EXTRAIT CHOISI:
>>>

Ces séquences sont arrivées assez tard dans la conception du film et n’ont abouties qu’après de nombreux tests. Nous avions d’abord conçu des animations, mais j’étais peu satisfaite. Nous avons ensuite filmé les appareils avec un éclairage très travaillé, mais cela renvoyait à des objets de science-fiction et correspondait peu à l’idée que je me faisais du sujet. Je voulais quelque chose de plus intime et les piles que j’avais accumulées étaient parfaites pour illustrer ce quotidien.
Et pour les autres scènes d’illustration où tu viens narrer l’histoire, comme cette succession de post-it par exemple…
C’est également venu plus tard. Dans l’ensemble, le film ressemble très peu à ce qui était écrit, le gros du travail s’est fait au montage. C’était une période intense avec beaucoup de débats et de discussions et les premières versions m’ennuyaient. Pourtant, le film recelait de quiproquos dont nous pouvions nous servir. Avec du recul, j’ai compris qu’il fallait embrasser cette gêne sociale liée au fait de mal entendre et que de l’humour et de l’invention se cachaient naturellement derrière tout ça. Nous voulions trouver un moyen simple d’exprimer ces idées et c’est ainsi que nous avons conçu ces moments de battement. Que ce soient les jeux de post-it, les piles ou les répétitions devant le miroir, c’étaient des idées qui existaient déjà en moi, mais dont la nécessité s’est faite sentir au montage et que nous avons tournées après-coup.

<<<

DONNÉES:
>>>

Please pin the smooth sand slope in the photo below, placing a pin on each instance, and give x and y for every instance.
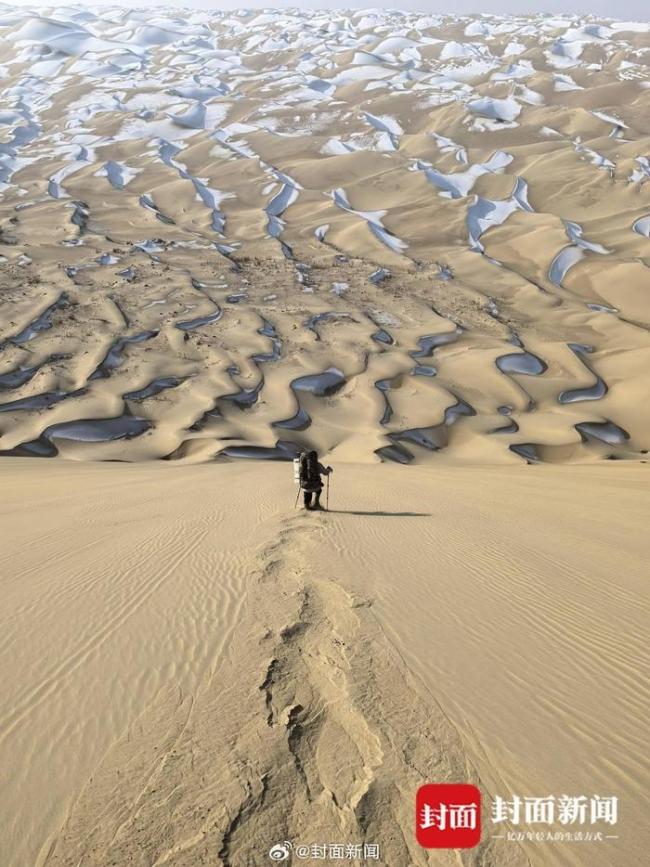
(192, 670)
(384, 234)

<<<

CONSIGNE:
Extrayez de l'entretien sur la conception du film le passage qui va de « Ces séquences sont » jusqu'à « illustrer ce quotidien. », sans y changer un mot.

CORRIGÉ:
Ces séquences sont arrivées assez tard dans la conception du film et n’ont abouties qu’après de nombreux tests. Nous avions d’abord conçu des animations, mais j’étais peu satisfaite. Nous avons ensuite filmé les appareils avec un éclairage très travaillé, mais cela renvoyait à des objets de science-fiction et correspondait peu à l’idée que je me faisais du sujet. Je voulais quelque chose de plus intime et les piles que j’avais accumulées étaient parfaites pour illustrer ce quotidien.